**WORK TO COMPLETE:**
Copy the material below line for line, with no changes.

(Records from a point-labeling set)

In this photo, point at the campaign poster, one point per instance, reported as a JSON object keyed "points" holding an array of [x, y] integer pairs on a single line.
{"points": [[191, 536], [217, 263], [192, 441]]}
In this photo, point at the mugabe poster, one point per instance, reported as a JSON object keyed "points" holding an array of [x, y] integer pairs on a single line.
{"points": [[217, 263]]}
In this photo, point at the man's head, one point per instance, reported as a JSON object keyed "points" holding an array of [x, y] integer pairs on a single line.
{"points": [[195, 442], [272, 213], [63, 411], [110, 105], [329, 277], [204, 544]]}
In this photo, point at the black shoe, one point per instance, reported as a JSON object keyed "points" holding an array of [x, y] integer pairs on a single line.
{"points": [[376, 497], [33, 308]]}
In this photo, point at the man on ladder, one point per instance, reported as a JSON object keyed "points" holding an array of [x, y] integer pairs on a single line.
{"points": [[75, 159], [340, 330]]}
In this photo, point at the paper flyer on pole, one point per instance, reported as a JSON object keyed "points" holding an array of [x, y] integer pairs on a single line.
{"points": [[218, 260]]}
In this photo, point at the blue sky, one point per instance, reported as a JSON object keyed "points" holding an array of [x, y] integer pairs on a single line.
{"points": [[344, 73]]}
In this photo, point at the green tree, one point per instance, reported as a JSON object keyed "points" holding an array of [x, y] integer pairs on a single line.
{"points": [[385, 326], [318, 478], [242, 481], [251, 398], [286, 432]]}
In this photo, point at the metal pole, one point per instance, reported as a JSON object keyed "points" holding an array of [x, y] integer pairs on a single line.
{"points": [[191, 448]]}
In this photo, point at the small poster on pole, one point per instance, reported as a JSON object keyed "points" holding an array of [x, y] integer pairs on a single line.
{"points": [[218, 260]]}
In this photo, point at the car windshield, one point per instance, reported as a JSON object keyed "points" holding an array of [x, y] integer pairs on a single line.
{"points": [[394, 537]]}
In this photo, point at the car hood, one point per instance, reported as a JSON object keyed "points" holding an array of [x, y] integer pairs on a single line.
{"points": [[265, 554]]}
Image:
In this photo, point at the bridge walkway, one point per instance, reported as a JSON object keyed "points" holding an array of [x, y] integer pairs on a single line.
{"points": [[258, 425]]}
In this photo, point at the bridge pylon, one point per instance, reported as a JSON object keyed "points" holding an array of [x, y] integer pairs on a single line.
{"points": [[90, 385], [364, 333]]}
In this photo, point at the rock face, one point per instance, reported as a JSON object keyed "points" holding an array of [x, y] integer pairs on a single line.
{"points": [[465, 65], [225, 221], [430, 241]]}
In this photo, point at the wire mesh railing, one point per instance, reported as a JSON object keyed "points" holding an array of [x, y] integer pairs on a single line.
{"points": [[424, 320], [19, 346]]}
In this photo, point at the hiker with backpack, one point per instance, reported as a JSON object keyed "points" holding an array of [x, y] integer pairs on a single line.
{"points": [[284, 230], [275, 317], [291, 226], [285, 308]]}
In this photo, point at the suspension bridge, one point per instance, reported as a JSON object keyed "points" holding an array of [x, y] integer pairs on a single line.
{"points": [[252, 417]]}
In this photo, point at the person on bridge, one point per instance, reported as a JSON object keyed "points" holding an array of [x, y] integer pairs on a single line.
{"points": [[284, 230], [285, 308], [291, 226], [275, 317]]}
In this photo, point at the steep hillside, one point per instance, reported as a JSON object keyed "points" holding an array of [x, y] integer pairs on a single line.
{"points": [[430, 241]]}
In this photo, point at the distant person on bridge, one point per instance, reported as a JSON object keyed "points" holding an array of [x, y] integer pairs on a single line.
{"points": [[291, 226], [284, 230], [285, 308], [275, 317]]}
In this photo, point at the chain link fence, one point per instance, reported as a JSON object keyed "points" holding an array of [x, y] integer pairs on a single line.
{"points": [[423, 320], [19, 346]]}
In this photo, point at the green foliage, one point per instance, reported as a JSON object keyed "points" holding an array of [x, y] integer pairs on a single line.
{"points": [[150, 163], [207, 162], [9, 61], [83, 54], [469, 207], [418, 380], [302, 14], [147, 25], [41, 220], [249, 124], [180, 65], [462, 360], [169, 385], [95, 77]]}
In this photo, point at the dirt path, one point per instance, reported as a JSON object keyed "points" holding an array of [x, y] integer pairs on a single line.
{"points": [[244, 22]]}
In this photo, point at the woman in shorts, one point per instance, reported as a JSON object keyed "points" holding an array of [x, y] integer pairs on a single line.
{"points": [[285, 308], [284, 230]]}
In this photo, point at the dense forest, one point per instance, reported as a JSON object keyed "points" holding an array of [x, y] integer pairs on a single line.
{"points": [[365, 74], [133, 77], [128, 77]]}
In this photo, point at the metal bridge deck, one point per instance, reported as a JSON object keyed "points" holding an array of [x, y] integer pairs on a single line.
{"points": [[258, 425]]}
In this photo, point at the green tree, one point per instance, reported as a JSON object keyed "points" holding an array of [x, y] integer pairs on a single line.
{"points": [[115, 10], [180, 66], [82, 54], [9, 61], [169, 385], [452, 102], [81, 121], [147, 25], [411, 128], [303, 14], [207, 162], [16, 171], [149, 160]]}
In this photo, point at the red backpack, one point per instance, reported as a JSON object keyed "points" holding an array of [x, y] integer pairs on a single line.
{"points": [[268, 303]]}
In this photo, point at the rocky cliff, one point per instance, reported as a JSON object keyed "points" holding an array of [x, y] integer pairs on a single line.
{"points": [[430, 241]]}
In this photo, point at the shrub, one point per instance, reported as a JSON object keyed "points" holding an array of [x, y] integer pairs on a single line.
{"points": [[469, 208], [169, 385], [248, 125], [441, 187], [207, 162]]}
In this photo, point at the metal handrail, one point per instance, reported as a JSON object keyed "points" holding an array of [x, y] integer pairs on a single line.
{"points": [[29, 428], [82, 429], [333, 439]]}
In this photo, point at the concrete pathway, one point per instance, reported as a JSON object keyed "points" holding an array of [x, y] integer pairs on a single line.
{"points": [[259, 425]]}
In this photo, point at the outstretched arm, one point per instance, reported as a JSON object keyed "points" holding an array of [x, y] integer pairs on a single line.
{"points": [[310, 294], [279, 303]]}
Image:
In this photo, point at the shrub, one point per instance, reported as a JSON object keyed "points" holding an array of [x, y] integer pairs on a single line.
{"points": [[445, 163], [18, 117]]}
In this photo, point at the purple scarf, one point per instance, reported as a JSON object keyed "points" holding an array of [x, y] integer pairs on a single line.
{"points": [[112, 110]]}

**CORRECT OUTPUT:**
In this photo, point at the campaign poster, one point per instance, reported as a JSON object keyed "points" holding an array of [x, y] integer pairs on a single line.
{"points": [[191, 536], [217, 263], [192, 441]]}
In this photo, point at the mugabe poster, one point per instance, reported as a JSON object keyed "points" holding an array of [x, y] integer pairs on a single line.
{"points": [[217, 263]]}
In this photo, point at the man's head, one point per instance, reported as a JSON object keyed "points" holding an array of [x, y] integer pairs on a single line.
{"points": [[195, 442], [272, 213], [63, 411], [110, 105], [329, 277], [204, 544]]}
In this photo, point at the black shoe, one point per instance, reported as a JSON object keyed "points" holding an array of [x, y] integer pairs on a single line.
{"points": [[376, 497], [33, 308]]}
In this photo, point at the man on ladder, one point per instance, reported as a JSON object keyed "points" holding an array of [x, y] integer pairs on a single line.
{"points": [[75, 159], [340, 330]]}
In this photo, point at the paper flyer on pole, one point per instance, reported as a JSON object keyed "points" holding an array of [x, y] integer pairs on a single line.
{"points": [[218, 260]]}
In this photo, point at the blue sky, one point per instance, reported as a JSON object keyed "points" holding an array of [x, y] integer pairs on a single line.
{"points": [[344, 73]]}
In this photo, point at the green tree, one point per instance, reported as a JSON object keyed "points" holding an array of [x, y] integer pairs on a single line.
{"points": [[385, 326], [318, 478], [242, 481], [251, 398], [286, 432]]}
In this photo, point at the metal pole, one point per instance, reported as a JSON object keyed "points" holding an array of [x, y] integer pairs on a single line.
{"points": [[191, 448]]}
In this photo, point at the small poster on pole, one point per instance, reported as a JSON object keyed "points" holding an array of [x, y] integer pairs on a single line.
{"points": [[218, 260]]}
In this photo, point at the car windshield, one point per instance, reported as a JSON object keyed "points" holding an array of [x, y] integer pairs on a single line.
{"points": [[394, 537]]}
In this photo, point at the car hood, one point per instance, reported as a JSON object keyed "points" holding an array of [x, y] integer pairs on a single line.
{"points": [[265, 554]]}
Image:
In this photo, point at the bridge walkway, one point per instance, reported as a JSON object keyed "points" holding an array of [x, y] integer pairs on a single line.
{"points": [[258, 425]]}
In this photo, point at the bridge pylon, one point per instance, reported as a JSON object keyed "points" holding an array of [x, y] integer pairs on a single line.
{"points": [[90, 385], [364, 333]]}
In this photo, point at the rock face, one point per instance, reported as a JSON object keyed "points" holding an array of [x, y] integer pairs on a single line.
{"points": [[465, 65], [225, 221], [430, 241]]}
In this photo, point at the wire mesh railing, one point per instance, reported as a JSON object keyed "points" holding an array of [x, y] integer pairs on a single line.
{"points": [[424, 320], [19, 346]]}
In this photo, point at the hiker with backpack, one point per instance, reported as a JSON object keyed "points" holding an array of [x, y] integer pairs on a single line.
{"points": [[284, 230], [275, 317], [291, 226], [285, 308]]}
In this photo, point at the suspension bridge, one point per instance, reported as a JSON object keyed "points" holding an array of [x, y] integer pairs on a single line.
{"points": [[252, 417]]}
In this photo, point at the person on bridge, one point per instance, reported as a JSON object keyed "points" holding an array of [x, y] integer pairs on a single line.
{"points": [[284, 230], [285, 308], [291, 226], [275, 317]]}
In this photo, point at the steep hillside, one point per instance, reported as a JSON object keyed "points" holding an array of [x, y] integer pairs on a single line.
{"points": [[430, 241]]}
In this photo, point at the distant person on bridge, one point per instance, reported as a JSON object keyed "points" holding an array of [x, y] integer pairs on a single line.
{"points": [[291, 226], [284, 230], [285, 308], [275, 317]]}
In this photo, point at the chain link fence, one point per instance, reported as a JSON object keyed "points" holding an array of [x, y] integer pairs on a single line.
{"points": [[423, 320], [19, 346]]}
In this photo, point at the green foliage, one point per instance, reported as a JSON object keyed "points" holding an array of [x, y] integer pairs on a single line.
{"points": [[150, 163], [207, 162], [9, 61], [83, 54], [469, 207], [418, 380], [302, 14], [147, 25], [41, 220], [249, 124], [180, 65], [462, 360], [169, 385], [95, 77]]}
In this photo, point at the dirt path, one point per instance, reported as a JSON object keyed "points" holding an array of [x, y] integer pairs on a single line.
{"points": [[244, 22]]}
In this photo, point at the woman in shorts, one point per instance, reported as a JSON object keyed "points" holding an array of [x, y] integer pairs on a single line.
{"points": [[285, 308], [284, 230]]}
In this photo, point at the dense forest, one point per instance, reported as a JSON object keyed "points" holding an array of [x, y] integer pairs on a single line.
{"points": [[365, 74], [133, 77], [128, 77]]}
In this photo, point at the metal bridge deck, one point per instance, reported as a JSON object keyed "points" holding an array of [x, y] integer pairs on a single line.
{"points": [[258, 425]]}
In this photo, point at the green tree, one point per instance, reported as a JSON object keyed "points" holding an array of [x, y] integer pairs on a single line.
{"points": [[115, 10], [180, 66], [82, 54], [9, 61], [169, 385], [452, 102], [81, 121], [147, 25], [411, 128], [303, 14], [207, 162], [16, 171], [149, 160]]}
In this photo, point at the red backpack, one point per instance, reported as a JSON object keyed "points" holding an array of [x, y] integer pairs on a single line.
{"points": [[268, 303]]}
In this photo, point at the rocky cliff, one point per instance, reported as a JSON object keyed "points" holding an array of [x, y] integer pairs on a single line.
{"points": [[430, 241]]}
In this photo, point at the shrub, one point per instance, reported as a JSON object keyed "points" holding an array of [x, y] integer pairs on a single line.
{"points": [[469, 208], [169, 385], [248, 125], [441, 187], [207, 162]]}
In this photo, point at the metal handrail, one point per instance, reported as a JSON object keyed "points" holding an array of [x, y] integer pairs on a single line.
{"points": [[29, 428], [82, 429], [333, 439]]}
In this photo, point at the concrete pathway, one point per instance, reported as a JSON object keyed "points" holding an array of [x, y] integer pairs on a single line.
{"points": [[259, 425]]}
In this photo, point at the outstretched arm, one point per instance, reported as a JSON object keyed "points" holding an array of [x, y] integer pairs on a single line.
{"points": [[310, 294], [279, 303]]}
Image:
In this photo, point at the shrub, one point per instance, reported as a JSON object keyed "points" holding an array of [x, y] integer pairs on a single line.
{"points": [[445, 163], [18, 117]]}
In this photo, point at the purple scarf, one point per instance, reported as a JSON object keyed "points" holding an array of [x, y] integer pairs on a single line.
{"points": [[112, 110]]}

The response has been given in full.